Why might an attorney not take my case?
Because personal injury cases are a gamble for the attorney, the value of your case must be weighed by assessing three primary factors: first, the likelihood that a judge or jury will find that the other party is legally responsible for your injuries; second, the dollar value that a judge or jury is likely to place on your injuries; and third, whether we can ultimately collect a judgment from the defendant through, for example, an insurance policy. Sometimes it is difficult to prove that the defendant directly caused the injuries. Sometimes the injuries are too slight to be worth a large enough recovery in relation to the amount of work required to win or settle the case. In other cases the client may have a slam dunk and very valuable case, but the defendant is not able to pay and is not covered by insurance. This makes collecting any award difficult and an attorney is less likely to want to take the case on a contingency basis.
What could keep me from collecting?
There are a number of reasons why you may not be compensated for your injury, even if it was caused by someone else’s negligence. If you waited to too long to bring your claim, you may be barred by the statute of limitations. If it is shown that you also contributed to your injury through your own negligence, even if you were only 1% at fault and the other party was 99% at fault, the judge or jury could find that the legal doctrine of contributory negligence bars you from collecting anything. As mentioned above, you could have a very good case, but be unable to collect because the defendant simply does not have the income or assets to pay a judgment or the defendant who caused your injuries cannot be located.
Will I have to pay a fee for legal services?
Personal injury cases are ordinarily taken on a contingency basis. This means that your lawyer does not get paid unless you recover money for your injuries. The lawyer’s fees are typically about 40% of the total amount you are awarded. In addition, you are responsible for covering any costs of the case, such as court filing fees, expert witness fees, court reporters, and incidentals such as couriers and copying charges. In some cases our firm will advance those costs and will be reimbursed from the proceeds of any settlement or judgment obtained in your case. Attorneys in Virginia are ethically forbidden to finance a client’s litigation without the expectation of being reimbursed for those costs.

........

Jobs.
1 – According to the personal injury FAQ, what share of the total award do the lawyer's fees typically take?
2 – Rewrite the personal injury FAQ from "There are a" up to and including "cannot be located.", putting "filing deadline" in place of "statute of limitations".

........

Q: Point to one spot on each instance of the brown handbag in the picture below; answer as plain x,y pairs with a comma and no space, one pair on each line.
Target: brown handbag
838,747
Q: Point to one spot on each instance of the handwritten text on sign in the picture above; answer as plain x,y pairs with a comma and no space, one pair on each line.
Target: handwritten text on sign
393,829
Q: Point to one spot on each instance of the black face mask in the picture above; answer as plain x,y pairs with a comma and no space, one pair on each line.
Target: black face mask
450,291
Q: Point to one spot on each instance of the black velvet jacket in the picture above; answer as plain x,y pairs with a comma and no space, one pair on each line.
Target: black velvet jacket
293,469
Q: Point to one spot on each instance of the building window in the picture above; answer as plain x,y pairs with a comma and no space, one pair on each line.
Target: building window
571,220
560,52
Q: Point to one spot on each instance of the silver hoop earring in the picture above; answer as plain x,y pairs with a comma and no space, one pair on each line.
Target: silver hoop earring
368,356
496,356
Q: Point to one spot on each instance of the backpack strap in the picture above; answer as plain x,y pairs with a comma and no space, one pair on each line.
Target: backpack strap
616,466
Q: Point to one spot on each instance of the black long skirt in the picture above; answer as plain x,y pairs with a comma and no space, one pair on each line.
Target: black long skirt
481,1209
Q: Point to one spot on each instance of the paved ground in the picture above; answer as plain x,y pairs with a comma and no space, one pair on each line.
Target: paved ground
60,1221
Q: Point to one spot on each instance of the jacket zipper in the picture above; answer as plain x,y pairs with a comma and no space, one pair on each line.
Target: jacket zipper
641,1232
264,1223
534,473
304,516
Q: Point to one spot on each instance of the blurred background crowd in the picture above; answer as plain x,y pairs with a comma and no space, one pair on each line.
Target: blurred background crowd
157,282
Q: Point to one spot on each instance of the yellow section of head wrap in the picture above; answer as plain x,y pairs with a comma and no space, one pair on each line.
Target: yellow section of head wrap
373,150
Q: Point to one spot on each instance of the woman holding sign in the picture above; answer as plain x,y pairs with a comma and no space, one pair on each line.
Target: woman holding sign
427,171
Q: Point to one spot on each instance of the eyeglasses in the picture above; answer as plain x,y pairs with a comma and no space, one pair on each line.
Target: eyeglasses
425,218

........

Responses per task.
1 – About 40% of the total amount awarded.

2 –
There are a number of reasons why you may not be compensated for your injury, even if it was caused by someone else’s negligence. If you waited to too long to bring your claim, you may be barred by the filing deadline. If it is shown that you also contributed to your injury through your own negligence, even if you were only 1% at fault and the other party was 99% at fault, the judge or jury could find that the legal doctrine of contributory negligence bars you from collecting anything. As mentioned above, you could have a very good case, but be unable to collect because the defendant simply does not have the income or assets to pay a judgment or the defendant who caused your injuries cannot be located.